_COMPITO ASSEGNATO 1_: Riscrivi il brano della voce sui Mantegazza che comincia con le parole "Antonio compare, invece, per" e termina con "1877; Shell, 1993, p. 200 n. 38; Morscheck, Antonio M.).", mettendo "controversia" al posto di "vertenza".

_ESTRATTO DELLA PAGINA_:
⁂
MANTEGAZZA
Famiglia di artisti milanesi prevalentemente attestati nella seconda metà del Quattrocento a Pavia e Milano. Il gruppo familiare meglio noto dai documenti è quello composto da quattro fratelli, figli di un certo Galeazzo, gli scultori Cristoforo e Antonio e gli orafi Giovanni e Giorgio.
La matricola degli orafi milanesi registra Giovanni e Giorgio nel 1460 (il secondo anche nel 1479) ma resta ancora del tutto ignota la loro attività. Piuttosto cospicua è invece la documentazione su Cristoforo e Antonio, veri protagonisti nel panorama artistico lombardo di secondo Quattrocento, dimenticati dalle fonti letterarie e riscoperti solo dopo la metà del XIX secolo in seguito a ricerche d'archivio (Calvi), che hanno dimostrato anche la loro intensa attività per la certosa di Pavia e il favore di cui godevano presso la corte ducale di Milano.
Cristoforo, il maggiore, nacque intorno al 1429: nell'atto di morte del 1479 è registrato come cinquantenne (Morscheck, Antonio M.). Le sue prime attestazioni note lo ricordano attivo come tagliapietra presso il duomo di Milano tra la fine del 1448 e il 1451 (Shell, 1993, p. 200 n. 38; Morscheck, Antonio M.).
Antonio compare, invece, per la prima volta, già come "magister", in un atto notarile milanese del 1457; mentre negli anni 1458, 1461 e 1466 è documentato in relazione all'acquisto di materiali per il duomo di Milano, dove tuttavia non risulta abbia mai operato (Shell, 1993, p. 200 n. 39). Nel 1470 fu chiamato a testimoniare in una vertenza a Milano in cui era coinvolto Guiniforte Solari sul costo di alcune forniture di pietre (Biscaro, 1912).
Tra il 1462 e il 1475 i libri della Fabbrica della cattedrale milanese annotano diverse consegne di marmi a Cristoforo, per uso proprio e per i lavori del castello di Porta Giovia, l'attuale Castello Sforzesco (Annali…, 1877; Shell, 1993, p. 200 n. 38; Morscheck, Antonio M.).
⁂
_DATI FORNITI_:

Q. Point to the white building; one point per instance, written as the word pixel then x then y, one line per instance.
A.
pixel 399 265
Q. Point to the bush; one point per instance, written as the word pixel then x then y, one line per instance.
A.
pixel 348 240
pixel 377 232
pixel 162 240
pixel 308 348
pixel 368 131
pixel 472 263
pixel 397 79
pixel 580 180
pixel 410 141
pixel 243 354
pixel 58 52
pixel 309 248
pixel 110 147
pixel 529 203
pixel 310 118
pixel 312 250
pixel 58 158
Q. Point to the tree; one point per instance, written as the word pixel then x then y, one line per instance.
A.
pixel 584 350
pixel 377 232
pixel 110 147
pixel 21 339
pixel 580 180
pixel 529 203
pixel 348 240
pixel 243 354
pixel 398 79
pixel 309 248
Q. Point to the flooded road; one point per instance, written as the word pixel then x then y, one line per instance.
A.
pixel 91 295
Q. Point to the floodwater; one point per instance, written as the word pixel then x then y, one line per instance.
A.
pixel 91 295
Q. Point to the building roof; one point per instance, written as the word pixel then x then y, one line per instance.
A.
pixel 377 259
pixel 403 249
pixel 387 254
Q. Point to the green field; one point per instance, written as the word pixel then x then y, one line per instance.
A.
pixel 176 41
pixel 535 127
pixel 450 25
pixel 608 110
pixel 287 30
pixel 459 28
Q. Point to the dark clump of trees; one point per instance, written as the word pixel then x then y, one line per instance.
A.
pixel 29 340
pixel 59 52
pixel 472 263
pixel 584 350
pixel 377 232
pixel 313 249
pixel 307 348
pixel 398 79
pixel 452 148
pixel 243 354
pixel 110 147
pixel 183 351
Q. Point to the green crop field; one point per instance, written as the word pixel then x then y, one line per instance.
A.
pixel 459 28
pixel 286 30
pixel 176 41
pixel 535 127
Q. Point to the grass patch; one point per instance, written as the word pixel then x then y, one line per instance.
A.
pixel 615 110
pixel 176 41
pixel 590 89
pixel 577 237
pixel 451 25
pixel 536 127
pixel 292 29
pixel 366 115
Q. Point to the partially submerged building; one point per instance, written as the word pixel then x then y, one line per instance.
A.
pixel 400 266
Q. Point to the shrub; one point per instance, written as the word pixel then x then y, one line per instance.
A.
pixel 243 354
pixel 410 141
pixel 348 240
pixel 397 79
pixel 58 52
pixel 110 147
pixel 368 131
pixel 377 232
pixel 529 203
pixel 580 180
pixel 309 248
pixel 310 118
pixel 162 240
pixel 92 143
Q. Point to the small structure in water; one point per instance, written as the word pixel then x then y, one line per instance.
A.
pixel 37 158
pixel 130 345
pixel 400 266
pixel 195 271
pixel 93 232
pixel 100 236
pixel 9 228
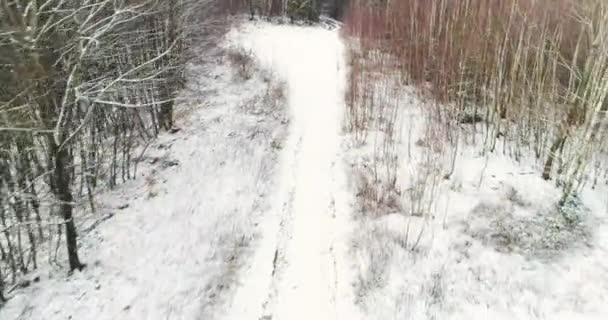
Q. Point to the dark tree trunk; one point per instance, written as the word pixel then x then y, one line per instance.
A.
pixel 64 194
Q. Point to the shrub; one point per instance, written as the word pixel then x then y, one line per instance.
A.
pixel 534 70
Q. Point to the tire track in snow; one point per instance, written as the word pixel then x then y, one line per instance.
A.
pixel 303 255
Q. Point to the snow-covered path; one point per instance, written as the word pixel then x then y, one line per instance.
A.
pixel 308 278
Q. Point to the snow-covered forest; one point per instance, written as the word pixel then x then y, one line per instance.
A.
pixel 303 159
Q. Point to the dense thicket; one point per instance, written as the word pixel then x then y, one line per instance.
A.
pixel 83 84
pixel 520 76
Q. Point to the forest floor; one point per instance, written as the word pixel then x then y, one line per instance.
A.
pixel 252 211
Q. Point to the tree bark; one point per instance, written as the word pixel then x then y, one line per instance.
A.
pixel 64 194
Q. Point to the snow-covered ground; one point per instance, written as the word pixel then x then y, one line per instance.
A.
pixel 193 213
pixel 259 209
pixel 310 276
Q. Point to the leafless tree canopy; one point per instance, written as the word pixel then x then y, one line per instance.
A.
pixel 83 84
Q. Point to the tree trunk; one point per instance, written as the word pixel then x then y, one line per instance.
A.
pixel 64 195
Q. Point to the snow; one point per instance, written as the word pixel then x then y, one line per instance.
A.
pixel 175 252
pixel 314 196
pixel 492 244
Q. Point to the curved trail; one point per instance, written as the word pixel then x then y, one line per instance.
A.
pixel 301 271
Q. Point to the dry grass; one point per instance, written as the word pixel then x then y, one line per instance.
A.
pixel 243 61
pixel 530 72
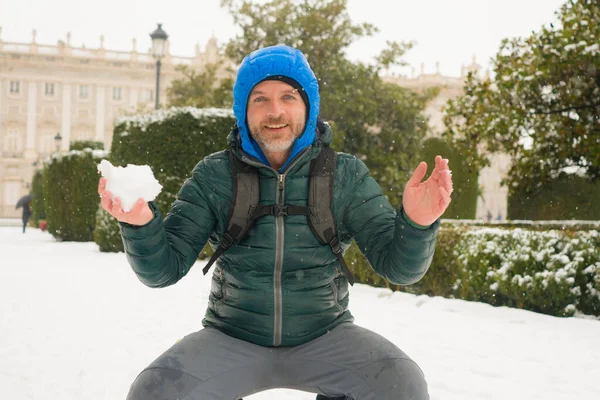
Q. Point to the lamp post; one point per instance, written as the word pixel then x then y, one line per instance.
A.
pixel 57 141
pixel 159 40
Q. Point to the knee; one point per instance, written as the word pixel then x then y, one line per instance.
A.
pixel 397 379
pixel 161 384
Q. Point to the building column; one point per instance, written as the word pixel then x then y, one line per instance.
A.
pixel 133 98
pixel 66 118
pixel 100 110
pixel 30 152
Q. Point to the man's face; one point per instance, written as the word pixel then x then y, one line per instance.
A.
pixel 276 115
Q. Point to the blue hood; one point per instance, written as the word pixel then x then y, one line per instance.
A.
pixel 264 63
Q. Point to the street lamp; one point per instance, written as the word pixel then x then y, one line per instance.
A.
pixel 57 141
pixel 159 41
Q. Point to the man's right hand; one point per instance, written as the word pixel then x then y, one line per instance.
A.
pixel 139 215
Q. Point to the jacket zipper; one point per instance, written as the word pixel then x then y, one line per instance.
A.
pixel 279 223
pixel 279 231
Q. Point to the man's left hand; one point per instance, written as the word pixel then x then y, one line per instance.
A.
pixel 425 202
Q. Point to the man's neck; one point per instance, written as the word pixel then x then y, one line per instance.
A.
pixel 277 159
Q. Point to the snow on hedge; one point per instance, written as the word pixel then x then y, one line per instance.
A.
pixel 143 120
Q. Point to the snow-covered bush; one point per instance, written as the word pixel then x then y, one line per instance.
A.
pixel 70 187
pixel 552 267
pixel 552 272
pixel 171 141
⁂
_COMPITO ASSEGNATO 2_: Estrai dall'elenco tutte le righe che contengono la stringa "bush".

_SOLUZIONE COMPLETA 1_:
Antonio compare, invece, per la prima volta, già come "magister", in un atto notarile milanese del 1457; mentre negli anni 1458, 1461 e 1466 è documentato in relazione all'acquisto di materiali per il duomo di Milano, dove tuttavia non risulta abbia mai operato (Shell, 1993, p. 200 n. 39). Nel 1470 fu chiamato a testimoniare in una controversia a Milano in cui era coinvolto Guiniforte Solari sul costo di alcune forniture di pietre (Biscaro, 1912).
Tra il 1462 e il 1475 i libri della Fabbrica della cattedrale milanese annotano diverse consegne di marmi a Cristoforo, per uso proprio e per i lavori del castello di Porta Giovia, l'attuale Castello Sforzesco (Annali…, 1877; Shell, 1993, p. 200 n. 38; Morscheck, Antonio M.).

_SOLUZIONE COMPLETA 2_:
Q. Point to the bush; one point per instance, written as the word pixel then x then y, one line per instance.
Q. Point to the snow-covered bush; one point per instance, written as the word pixel then x then y, one line per instance.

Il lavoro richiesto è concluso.